Challenge: Reproduce verbatim everything from the line containing "For each instance of the boat canopy" down to the last of the rows below, including both ends.

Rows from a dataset
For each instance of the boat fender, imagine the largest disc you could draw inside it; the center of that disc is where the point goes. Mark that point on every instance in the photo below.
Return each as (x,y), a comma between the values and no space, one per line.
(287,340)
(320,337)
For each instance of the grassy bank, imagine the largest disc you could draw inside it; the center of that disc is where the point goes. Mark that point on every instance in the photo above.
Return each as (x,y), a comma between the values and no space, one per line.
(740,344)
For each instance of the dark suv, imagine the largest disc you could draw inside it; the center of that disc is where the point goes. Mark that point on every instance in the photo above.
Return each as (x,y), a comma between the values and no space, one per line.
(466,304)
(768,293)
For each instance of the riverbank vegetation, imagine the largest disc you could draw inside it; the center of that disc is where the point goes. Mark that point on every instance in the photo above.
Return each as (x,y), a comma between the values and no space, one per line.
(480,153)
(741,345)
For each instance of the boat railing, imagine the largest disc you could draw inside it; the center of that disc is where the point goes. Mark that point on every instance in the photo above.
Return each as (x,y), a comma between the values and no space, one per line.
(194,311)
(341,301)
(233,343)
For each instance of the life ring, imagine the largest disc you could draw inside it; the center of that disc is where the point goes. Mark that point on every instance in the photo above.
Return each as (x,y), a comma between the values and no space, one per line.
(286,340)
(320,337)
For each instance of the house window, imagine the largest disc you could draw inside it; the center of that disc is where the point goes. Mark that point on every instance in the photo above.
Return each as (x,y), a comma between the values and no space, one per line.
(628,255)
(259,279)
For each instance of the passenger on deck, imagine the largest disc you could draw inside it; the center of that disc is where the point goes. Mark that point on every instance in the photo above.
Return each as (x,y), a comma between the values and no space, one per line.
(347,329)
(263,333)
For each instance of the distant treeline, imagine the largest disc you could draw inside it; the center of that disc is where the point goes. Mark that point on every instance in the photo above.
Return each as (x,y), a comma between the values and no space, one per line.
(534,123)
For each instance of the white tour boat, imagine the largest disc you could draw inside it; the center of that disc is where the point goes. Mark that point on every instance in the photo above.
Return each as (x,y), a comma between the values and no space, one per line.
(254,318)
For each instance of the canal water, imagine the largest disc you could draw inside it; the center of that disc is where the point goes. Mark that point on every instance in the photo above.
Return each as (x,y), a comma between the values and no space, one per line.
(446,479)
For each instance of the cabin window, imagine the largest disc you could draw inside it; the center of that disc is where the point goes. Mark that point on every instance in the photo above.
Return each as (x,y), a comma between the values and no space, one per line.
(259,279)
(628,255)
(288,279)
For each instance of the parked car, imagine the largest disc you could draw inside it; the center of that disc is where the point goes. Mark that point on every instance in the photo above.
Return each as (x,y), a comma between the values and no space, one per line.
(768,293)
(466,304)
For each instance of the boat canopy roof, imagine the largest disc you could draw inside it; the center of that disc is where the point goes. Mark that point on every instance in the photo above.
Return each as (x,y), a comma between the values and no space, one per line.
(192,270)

Response:
For each instance of the boat canopy roof, imagine the largest disc you could draw inside it; the center of that disc is where the point goes. Mark that point on every instance in the photo above.
Return each as (x,y), a comma between the values and no space, one per line.
(192,270)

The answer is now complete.